DESCRIPTION OF THE TASK: Once you have read the records below, restate them word for word.

SOURCE DATA:
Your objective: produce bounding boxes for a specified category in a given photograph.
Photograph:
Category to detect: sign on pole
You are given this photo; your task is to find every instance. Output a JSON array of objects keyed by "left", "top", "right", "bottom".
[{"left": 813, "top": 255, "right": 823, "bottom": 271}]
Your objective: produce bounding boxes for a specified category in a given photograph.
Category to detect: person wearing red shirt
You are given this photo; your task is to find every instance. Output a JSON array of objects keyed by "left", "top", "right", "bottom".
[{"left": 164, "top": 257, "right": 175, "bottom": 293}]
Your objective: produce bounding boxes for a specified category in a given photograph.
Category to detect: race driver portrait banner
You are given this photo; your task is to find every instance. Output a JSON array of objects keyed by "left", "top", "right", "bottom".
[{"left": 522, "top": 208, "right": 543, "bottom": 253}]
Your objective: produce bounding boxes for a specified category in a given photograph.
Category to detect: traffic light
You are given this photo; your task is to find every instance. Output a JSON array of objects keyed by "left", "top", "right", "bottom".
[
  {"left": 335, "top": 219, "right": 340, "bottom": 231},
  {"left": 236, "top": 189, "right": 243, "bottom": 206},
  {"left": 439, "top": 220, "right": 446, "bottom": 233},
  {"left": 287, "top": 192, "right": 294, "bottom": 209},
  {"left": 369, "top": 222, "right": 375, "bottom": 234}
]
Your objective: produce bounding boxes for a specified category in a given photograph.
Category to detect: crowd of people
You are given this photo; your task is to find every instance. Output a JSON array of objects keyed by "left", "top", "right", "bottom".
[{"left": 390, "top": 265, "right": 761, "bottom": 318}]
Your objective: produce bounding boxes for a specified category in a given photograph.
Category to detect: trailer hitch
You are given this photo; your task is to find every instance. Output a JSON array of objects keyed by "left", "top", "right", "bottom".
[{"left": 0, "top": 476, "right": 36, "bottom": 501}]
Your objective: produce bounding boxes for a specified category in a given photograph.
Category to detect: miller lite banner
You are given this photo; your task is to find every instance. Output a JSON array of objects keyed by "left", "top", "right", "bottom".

ANSWER BOX:
Your objective: produce bounding boxes for a specified category in a given photograph.
Photograph:
Category to detect: sign on pole
You are given this photo; your task is to find every instance. Output a JSON array of objects keyed by "left", "top", "right", "bottom".
[{"left": 813, "top": 255, "right": 823, "bottom": 271}]
Your objective: produce bounding boxes for a specified category in a given photograph.
Category to detect: person wearing red shirt
You are given this photo; your task is to find every instance. Output a JSON array of objects keyed by "left", "top", "right", "bottom".
[{"left": 164, "top": 257, "right": 175, "bottom": 293}]
Your objective: produce bounding boxes for a specified category in a given photograph.
Category to detect: race driver portrait banner
You are given this photo; your task is to find every instance. Output a JSON array of objects keyed by "left", "top", "right", "bottom".
[{"left": 522, "top": 208, "right": 543, "bottom": 253}]
Your objective: produce bounding boxes for a specified category in a given photograph.
Category to detect: traffic light
You are given this photo; your task is to find every instance. Output a JSON array of objects keyed by "left", "top", "right", "bottom".
[
  {"left": 335, "top": 219, "right": 340, "bottom": 231},
  {"left": 236, "top": 189, "right": 243, "bottom": 206},
  {"left": 439, "top": 220, "right": 446, "bottom": 233},
  {"left": 287, "top": 192, "right": 294, "bottom": 209},
  {"left": 369, "top": 222, "right": 375, "bottom": 234}
]
Your objective: produce bounding boxes for a specified category in a given photograph.
Category to detect: crowd of people
You are given this photo; your task is to find every instance. Output a JSON array of objects keyed by "left", "top", "right", "bottom".
[{"left": 390, "top": 265, "right": 761, "bottom": 318}]
Your objective: produce bounding boxes for a specified category in a given photograph.
Category to detect: trailer hitch
You are given this photo; your task is to find every instance. Output a JSON array of objects keyed by "left", "top", "right", "bottom".
[{"left": 0, "top": 476, "right": 36, "bottom": 501}]
Your objective: produce bounding boxes for a specified category in a given photograph.
Category to detect: miller lite banner
You are given this photo; your task is to find every instance. Output a JSON array of objects keyed by "left", "top", "right", "bottom".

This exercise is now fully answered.